◆ Directions for this task
Every line in the entries that holds "background" should be identified and copied.

◆ Data items
━━━━━━━━━━
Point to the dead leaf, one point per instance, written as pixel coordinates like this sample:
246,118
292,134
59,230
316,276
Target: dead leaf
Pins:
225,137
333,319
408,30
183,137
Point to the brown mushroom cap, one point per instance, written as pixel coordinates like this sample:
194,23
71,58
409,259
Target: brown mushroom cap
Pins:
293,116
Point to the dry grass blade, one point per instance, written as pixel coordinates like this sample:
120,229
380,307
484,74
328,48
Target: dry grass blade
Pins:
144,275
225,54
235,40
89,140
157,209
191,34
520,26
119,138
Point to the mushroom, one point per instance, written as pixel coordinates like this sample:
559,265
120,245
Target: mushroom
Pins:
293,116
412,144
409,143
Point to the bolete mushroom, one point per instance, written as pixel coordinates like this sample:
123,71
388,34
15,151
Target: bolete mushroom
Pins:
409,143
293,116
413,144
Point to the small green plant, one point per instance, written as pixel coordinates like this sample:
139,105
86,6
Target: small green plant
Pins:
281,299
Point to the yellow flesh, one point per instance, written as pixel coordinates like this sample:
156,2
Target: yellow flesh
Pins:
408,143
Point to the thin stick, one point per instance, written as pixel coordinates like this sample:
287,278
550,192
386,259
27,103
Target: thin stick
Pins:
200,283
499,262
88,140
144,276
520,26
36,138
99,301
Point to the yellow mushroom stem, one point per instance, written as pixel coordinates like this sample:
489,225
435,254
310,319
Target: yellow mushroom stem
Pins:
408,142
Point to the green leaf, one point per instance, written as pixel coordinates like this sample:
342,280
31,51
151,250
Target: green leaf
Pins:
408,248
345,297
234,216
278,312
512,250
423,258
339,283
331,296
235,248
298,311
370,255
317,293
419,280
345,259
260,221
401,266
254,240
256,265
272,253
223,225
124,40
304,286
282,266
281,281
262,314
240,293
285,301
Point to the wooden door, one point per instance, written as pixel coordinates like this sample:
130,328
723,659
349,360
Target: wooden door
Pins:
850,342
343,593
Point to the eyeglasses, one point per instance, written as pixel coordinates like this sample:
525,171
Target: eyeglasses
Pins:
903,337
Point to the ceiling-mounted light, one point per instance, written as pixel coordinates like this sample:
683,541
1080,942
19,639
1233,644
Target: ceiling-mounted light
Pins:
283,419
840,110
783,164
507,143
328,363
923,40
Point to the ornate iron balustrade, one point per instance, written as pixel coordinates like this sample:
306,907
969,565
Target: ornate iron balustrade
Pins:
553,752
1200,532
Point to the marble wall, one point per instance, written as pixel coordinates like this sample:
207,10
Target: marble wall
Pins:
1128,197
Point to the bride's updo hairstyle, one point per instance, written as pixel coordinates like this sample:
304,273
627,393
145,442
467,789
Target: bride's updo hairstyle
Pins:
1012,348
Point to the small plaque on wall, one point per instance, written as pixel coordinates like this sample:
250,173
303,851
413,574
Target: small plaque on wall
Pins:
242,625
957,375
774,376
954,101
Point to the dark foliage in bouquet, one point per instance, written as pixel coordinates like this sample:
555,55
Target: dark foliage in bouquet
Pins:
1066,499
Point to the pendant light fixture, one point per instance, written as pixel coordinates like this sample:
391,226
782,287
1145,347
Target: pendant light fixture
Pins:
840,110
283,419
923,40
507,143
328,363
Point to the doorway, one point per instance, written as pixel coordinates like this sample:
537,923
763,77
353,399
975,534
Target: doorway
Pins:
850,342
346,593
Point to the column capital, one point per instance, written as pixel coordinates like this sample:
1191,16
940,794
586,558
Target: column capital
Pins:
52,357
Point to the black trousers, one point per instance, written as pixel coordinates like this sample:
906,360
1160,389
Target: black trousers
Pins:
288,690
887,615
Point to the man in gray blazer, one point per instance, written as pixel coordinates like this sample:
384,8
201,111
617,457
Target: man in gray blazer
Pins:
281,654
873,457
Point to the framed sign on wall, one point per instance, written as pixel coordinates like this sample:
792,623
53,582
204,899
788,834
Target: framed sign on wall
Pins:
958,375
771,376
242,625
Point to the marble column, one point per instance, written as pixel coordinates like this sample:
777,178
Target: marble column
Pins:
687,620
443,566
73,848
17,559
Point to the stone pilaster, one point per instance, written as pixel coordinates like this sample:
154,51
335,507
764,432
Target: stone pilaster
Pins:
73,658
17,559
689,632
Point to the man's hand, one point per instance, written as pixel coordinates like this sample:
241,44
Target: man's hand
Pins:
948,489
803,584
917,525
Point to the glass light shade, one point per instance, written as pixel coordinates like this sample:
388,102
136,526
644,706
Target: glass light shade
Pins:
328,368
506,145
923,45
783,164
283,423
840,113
━━━━━━━━━━
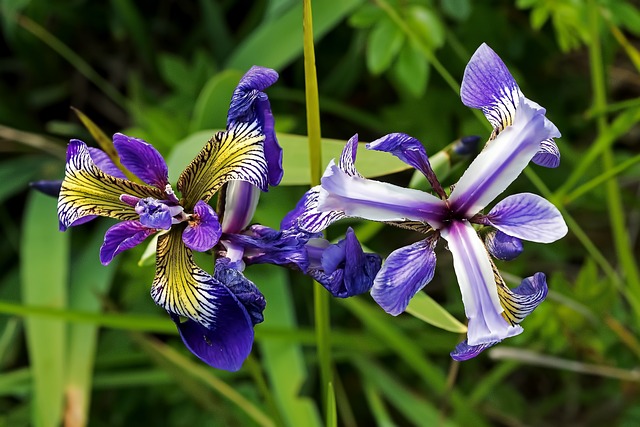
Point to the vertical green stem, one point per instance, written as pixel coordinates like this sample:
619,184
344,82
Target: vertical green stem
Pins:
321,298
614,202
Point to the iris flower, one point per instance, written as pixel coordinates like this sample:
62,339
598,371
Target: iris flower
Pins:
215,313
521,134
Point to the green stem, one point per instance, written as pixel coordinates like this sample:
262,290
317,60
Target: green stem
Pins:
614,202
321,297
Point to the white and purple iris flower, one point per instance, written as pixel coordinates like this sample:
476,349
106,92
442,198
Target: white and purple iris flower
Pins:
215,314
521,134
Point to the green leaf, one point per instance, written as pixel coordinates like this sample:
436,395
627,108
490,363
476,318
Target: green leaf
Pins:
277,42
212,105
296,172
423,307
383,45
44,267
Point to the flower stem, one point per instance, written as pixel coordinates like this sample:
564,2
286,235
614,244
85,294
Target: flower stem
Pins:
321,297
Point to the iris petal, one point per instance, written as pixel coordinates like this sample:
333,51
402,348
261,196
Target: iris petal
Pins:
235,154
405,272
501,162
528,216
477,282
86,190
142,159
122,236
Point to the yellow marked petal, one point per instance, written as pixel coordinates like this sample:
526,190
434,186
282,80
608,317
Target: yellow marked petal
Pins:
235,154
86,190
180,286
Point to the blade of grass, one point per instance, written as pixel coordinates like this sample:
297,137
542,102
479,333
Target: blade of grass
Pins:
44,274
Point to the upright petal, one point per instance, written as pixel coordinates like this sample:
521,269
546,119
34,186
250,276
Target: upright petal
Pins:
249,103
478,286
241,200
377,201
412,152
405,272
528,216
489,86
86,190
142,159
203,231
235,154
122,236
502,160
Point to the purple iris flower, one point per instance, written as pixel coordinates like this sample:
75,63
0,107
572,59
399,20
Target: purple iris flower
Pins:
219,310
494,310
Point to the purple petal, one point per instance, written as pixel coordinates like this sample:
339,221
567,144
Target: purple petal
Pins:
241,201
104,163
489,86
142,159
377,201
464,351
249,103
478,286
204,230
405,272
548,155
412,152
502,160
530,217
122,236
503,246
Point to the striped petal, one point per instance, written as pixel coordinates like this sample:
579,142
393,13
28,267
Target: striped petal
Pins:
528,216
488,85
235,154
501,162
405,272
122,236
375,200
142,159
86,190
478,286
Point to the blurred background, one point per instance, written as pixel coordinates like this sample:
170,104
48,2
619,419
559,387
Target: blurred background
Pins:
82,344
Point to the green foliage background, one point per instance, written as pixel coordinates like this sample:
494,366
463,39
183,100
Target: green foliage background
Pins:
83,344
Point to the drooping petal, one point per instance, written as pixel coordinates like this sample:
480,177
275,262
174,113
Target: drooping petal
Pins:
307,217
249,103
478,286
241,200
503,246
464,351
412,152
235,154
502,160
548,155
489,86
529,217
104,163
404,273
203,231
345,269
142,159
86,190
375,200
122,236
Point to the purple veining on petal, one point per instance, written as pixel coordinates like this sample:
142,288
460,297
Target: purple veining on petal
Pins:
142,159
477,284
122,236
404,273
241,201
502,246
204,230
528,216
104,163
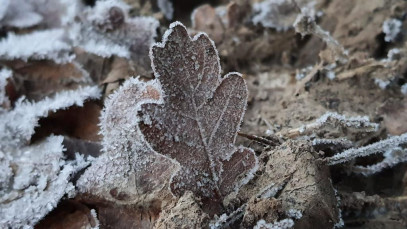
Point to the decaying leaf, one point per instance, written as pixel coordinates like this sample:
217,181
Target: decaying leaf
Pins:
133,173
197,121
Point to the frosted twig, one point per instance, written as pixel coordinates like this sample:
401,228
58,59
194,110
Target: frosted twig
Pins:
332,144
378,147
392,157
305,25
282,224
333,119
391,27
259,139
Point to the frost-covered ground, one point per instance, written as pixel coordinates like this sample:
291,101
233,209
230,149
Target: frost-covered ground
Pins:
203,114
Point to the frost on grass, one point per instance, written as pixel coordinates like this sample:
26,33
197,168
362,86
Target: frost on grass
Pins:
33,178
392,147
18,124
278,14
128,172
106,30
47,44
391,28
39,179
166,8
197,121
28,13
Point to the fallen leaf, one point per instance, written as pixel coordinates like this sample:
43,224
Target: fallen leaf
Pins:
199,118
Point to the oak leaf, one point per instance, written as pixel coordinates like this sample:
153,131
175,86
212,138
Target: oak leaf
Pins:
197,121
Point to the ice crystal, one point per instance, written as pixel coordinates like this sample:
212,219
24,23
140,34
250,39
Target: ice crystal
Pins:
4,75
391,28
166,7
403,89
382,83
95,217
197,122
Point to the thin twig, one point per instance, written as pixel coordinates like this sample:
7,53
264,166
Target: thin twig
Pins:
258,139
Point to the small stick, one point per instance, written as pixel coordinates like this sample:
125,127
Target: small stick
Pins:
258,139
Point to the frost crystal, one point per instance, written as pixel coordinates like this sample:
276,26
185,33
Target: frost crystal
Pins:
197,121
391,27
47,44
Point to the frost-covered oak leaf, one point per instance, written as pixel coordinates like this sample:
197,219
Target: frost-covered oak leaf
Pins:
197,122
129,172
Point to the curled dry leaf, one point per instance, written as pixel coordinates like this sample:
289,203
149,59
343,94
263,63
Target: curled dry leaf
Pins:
━━━━━━━━━━
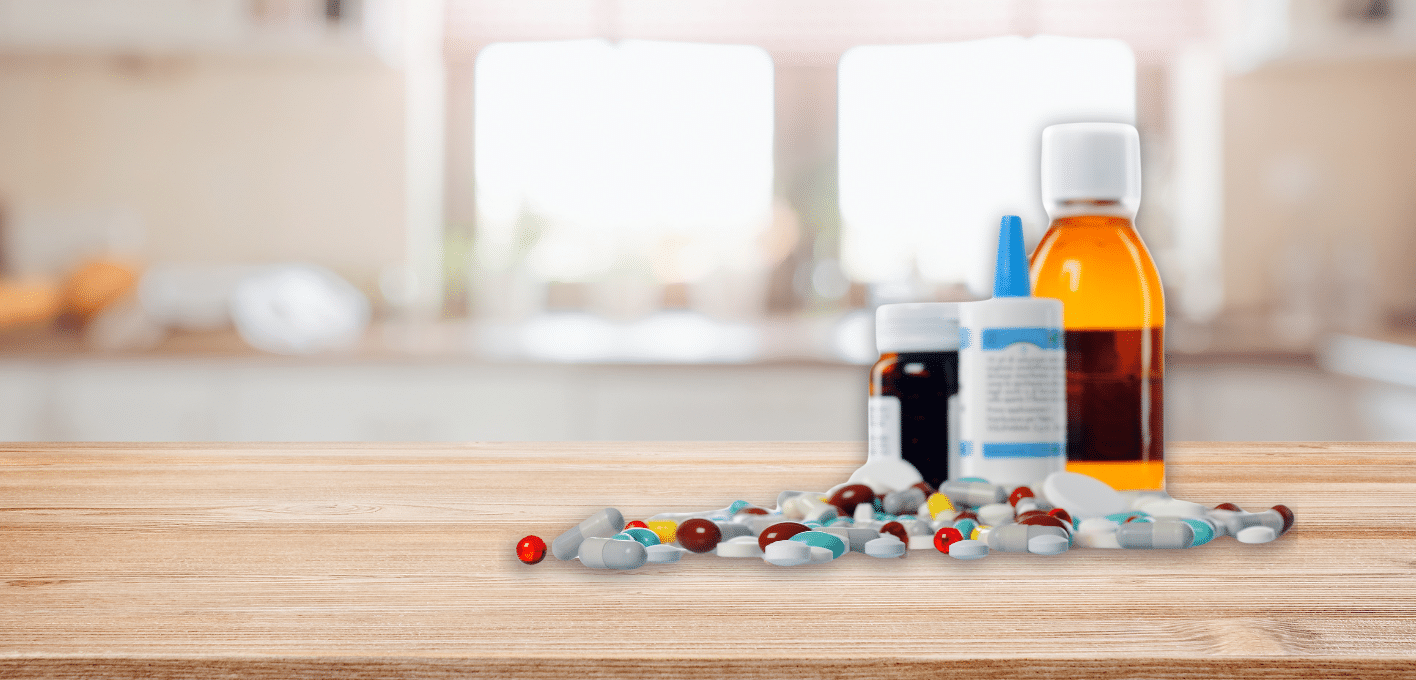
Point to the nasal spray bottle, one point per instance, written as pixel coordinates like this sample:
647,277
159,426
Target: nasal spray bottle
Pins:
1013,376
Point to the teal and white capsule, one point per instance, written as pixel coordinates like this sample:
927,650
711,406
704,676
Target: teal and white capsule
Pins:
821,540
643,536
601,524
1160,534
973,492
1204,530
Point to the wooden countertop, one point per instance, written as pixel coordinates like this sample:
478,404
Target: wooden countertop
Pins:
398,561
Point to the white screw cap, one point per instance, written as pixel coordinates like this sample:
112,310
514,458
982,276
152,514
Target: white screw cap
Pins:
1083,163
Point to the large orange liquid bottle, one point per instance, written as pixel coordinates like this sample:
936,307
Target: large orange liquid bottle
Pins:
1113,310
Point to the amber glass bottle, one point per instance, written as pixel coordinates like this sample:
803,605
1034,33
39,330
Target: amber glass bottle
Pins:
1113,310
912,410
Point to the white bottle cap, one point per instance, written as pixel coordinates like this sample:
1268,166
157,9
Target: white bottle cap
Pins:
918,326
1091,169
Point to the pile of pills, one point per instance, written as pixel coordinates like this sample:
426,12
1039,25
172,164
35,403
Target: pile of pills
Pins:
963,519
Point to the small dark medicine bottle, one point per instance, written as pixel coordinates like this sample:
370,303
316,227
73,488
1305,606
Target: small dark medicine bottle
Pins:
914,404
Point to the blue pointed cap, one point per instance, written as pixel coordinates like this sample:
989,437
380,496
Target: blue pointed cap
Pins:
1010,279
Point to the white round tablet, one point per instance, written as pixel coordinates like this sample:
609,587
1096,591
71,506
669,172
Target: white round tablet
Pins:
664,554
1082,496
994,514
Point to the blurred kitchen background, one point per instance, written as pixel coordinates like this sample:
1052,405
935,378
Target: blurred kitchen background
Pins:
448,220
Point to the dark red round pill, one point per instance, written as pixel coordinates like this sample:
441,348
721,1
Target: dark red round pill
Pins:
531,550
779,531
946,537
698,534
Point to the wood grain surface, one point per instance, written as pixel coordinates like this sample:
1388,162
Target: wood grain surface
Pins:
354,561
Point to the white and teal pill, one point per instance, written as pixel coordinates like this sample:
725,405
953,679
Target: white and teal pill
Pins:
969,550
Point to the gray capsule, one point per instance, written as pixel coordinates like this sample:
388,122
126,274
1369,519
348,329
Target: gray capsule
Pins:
━━━━━━━━━━
◆ Completed task
Point to the blurred background, one point per instance, written as pixel coordinates like this sample:
Target: blurred background
Point to the green foliage background, one point per instance, written as pixel coordinates like this sample:
Target: green foliage background
Point to the blurred kitchen background, one point per instance, written as pixel coordinates like this sample:
Target: blurred kitchen background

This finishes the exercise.